YOUR GOAL:
Can you retype all of the material below word for word?

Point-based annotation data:
>>>

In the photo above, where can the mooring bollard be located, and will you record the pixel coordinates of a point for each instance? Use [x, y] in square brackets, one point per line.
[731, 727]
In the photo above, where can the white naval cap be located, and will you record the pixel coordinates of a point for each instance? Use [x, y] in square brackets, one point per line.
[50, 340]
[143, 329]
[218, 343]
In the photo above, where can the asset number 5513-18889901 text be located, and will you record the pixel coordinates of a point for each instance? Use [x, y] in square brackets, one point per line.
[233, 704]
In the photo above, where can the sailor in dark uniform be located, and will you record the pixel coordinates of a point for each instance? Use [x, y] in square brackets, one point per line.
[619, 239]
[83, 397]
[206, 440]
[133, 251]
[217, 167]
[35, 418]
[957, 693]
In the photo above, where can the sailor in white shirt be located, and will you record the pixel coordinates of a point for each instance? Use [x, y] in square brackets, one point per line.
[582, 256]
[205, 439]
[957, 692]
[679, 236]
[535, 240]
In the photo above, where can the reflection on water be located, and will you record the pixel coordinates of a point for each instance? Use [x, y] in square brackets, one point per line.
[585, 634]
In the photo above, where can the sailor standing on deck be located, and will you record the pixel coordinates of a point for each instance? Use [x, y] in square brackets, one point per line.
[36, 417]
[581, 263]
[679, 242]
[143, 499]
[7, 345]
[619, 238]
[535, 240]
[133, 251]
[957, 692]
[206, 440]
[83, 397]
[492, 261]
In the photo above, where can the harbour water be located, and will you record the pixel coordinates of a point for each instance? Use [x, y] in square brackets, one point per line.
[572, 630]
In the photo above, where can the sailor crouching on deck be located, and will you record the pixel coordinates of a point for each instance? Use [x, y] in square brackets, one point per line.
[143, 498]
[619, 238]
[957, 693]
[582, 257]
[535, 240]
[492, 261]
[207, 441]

<<<

SOLUTION TO THE EXERCISE:
In the photo above, where can the mooring bollard be located, and will you record the pixel coordinates of a point for each instance? Use [x, y] in square brackets, one point per line.
[731, 727]
In the photo above, where can the white naval cap be located, and will you record the pixel coordinates of a point for each instance? Use [x, y] in square brackets, one point per line.
[50, 340]
[143, 329]
[218, 343]
In the photo above, where can the asset number 5513-18889901 text be located, and will you record the pixel coordinates of a point for each instance? Use [x, y] in square brackets, one point per line.
[233, 704]
In the photo above, where can the sailor in dark uniform be located, and will you record the pixel coordinates of a point for each instance? Use [x, y] in square brackets, one point per line.
[619, 239]
[83, 397]
[206, 440]
[133, 251]
[217, 167]
[35, 418]
[957, 693]
In the photo above, where can the sailor in white shirt be located, and will you record the pixel coordinates of a point for each instance? Use [x, y] in square brackets, one point per line.
[582, 256]
[205, 439]
[957, 692]
[679, 236]
[535, 240]
In the photo above, where can the reflection on water be located, and will you record the pixel coordinates of a point for each instance? Use [x, y] in square brackets, one point per line.
[585, 634]
In the photo above, where can the sailor standing on deck be located, and will you record the pixel coordinates of a point for each instance? Use [x, y] in square brackets, one point per line.
[36, 417]
[581, 263]
[679, 242]
[143, 499]
[7, 345]
[619, 238]
[535, 240]
[133, 251]
[957, 692]
[206, 440]
[83, 397]
[492, 261]
In the photo above, where can the harbour water be located, and will you record the pixel coordinates of a point for each instance? Use [x, y] in square brackets, one point per line.
[572, 630]
In the photo above, where can the sailor crouching on deck be located, and will you record the pixel coordinates of a point for each instance? Use [x, y] in square brackets, one point per line.
[143, 498]
[619, 238]
[957, 693]
[582, 257]
[535, 240]
[492, 261]
[207, 441]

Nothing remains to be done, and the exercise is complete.